[START OF DOCUMENT TEXT]
Well let's just say, I never really let it go... and when I started reading on the forums about the diy build I thought "18's vs 15's, giant enclosures, several kilowatt amps. .. it's gotta be insane"... then I started checking into the numbers and doing my OCD research. I see 120db's in room 130db... even with these giant enclosures. I know for a fact I have emails from Tom V stating the xv15's could hit mid 120's- 130db in my room (10' x 12' x 8'...I can dig it up if anyone doubts me). Well needless to say, I tested this theory the other day using Pacific rim bluray. I intentionally set the subs up at 78db each which gave me 83dbs combined. 8db over reference. We all agree that reference is 115db and with bass management the subs can be asked for a peaks of 121-123db. Add 8dbs to this and you're asking for 129-131 db's. I don't have an spl meter to verify it. But If any movie tests this... it's Pacific Rim!!! I played the entire movie 0 db on the 929. I watched the subs with my face all pressed up against them literally. Even in the nastiest scenes the subs would work split seconds and return to barely moving! !!! The control of the driver is extremely impressive to watch especially for such a big surface area!!!!! There was not a single second of the movie that the subs didn't have more left in them!!!!! I was completely amazed!!! I was certain that I would here something I didn't like, or see drivers going bananas when the kaiju's were stomping around... not even @ 1:54-1:55 in the movie where the Reverse explosion pulls back through the water did they have an issue... and I promise you they Stiiiiiiiillll had more!!! I forgot to mention the xv15's gain was only at 12:30- 1pm to achieve 78db each at my listening position. The reciever sub gain was at 0.0. 

This led me to my conclusion, and the whole point of this thread. Let's use me for an example again... i bought 2 xv15's. I didn't buy one and I sure didn't buy two to make them sound like one!!! I don't have $800 to through out there for 5 db's of "headroom". What I bought the second sub for .... was to have the feeling of two xv15's!!!! (I did get two xv15's for the headroom of an extra powersupply/250 watts rms/and the ability to even the response in room at the cost of 150 vs a single xv30... just being completely honest here). So if i bought them to sound like two, why in the world was I buying into this "calibrate them like their only one sub" controversy that's been driving us all bananas. 

Simply put the second sub can give you 5 db's headroom OR 5 db's (hot- without actually being hot) THIS is why I spent double the money! !!!! More spl!!!!!!!!!!! Correct me if I'm wrong .....pleeeeeaase.... but seeing them each at 75db's gives you the sound of two subs. Not decreasing the spl of each to equal the spl of one!!!!!!
Neither sub works any harder than they would individually, yet you get 5-6 db's of extra power!!!!! This makes my xv15's produce the spl of an xv30... NOT the same sound of one xv15!!!! Immediately after my test. I setup the system with each sub at 75 db. Ran xt32 and then went in and raised my subs back up the 5 db's xt32 takes away. Giving me the extra 5 db of spl and still allowing each sub to work normally....without being made to run hot.
[END OF DOCUMENT TEXT]
▶ REQUIRED WORK:
Which words of two or more letters appear entirely in capital letters in the forum post above? List each once.
[START OF DATA SHOWN]
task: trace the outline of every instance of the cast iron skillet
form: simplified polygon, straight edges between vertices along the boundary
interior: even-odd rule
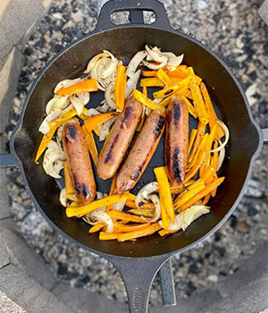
[END OF DATA SHOWN]
▶ SOLVED PROBLEM:
- OCD
- OR
- THIS
- NOT